When Erasmus says that he cannot understand, how God then still can complain about the wrong in man, while He Himself works it in him, Luther looks for a solution of this problem by distinguishing between the hidden and the revealed will of God,[19] i.e. between the verbum Dei and God Himself. Multa facit Deus, quae verbo suo non ostendit nobis, multa quoque vult, quae verbo suo non ostendit sese velle.[20]

Luther’s doctrine on predestination is no less severe than that of the other Reformers: he was the first to bring both pointedly and clearly to the fore that the decree of God also concerns the lapsus hominis.[21]

That is why the idea, that this “hard” doctrine originated with Calvin, or if need be Zwingli, is entirely wrong. The responsibility for the “phrases duriores” was often shifted to Calvin and Beza; and it was forgotten that it was Luther, and not they, who expressed such paradoxes. The doctrine of the decretum horribile did not originate in Geneva. Although “those Lutheran Symbols may avoid the strong consequence of Augustine, and acknowledge a conditional decree, whereas the strong reformed view . . . makes the fall into sin itself dependent on God’s predestination,”[22] Luther himself is in league with the other Reformers regarding this question.

We can even go beyond that and say that it was not Zwingli or Calvin, but Luther that was the first to include the fall in the predestination, making use of the ‘phrases duriores’, with which his followers most vehemently reproached the Reformed.

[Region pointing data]
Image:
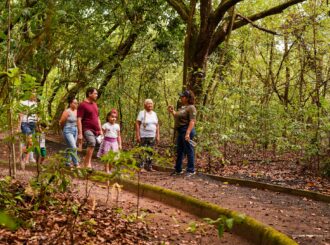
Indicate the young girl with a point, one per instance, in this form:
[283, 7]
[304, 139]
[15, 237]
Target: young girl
[112, 138]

◆ Task objective ◆
Answer these questions from the passage on Luther and predestination.
(a) What distinction does Luther draw to address Erasmus's difficulty?
(b) According to the passage, what did Luther first bring clearly to the fore about the decree of God?
(c) To whom was responsibility for the "phrases duriores" often shifted?

◆ Solution for this problem ◆
(a) He distinguishes between the hidden and the revealed will of God, that is, between the verbum Dei and God Himself.
(b) That the decree of God also concerns the lapsus hominis.
(c) Calvin and Beza.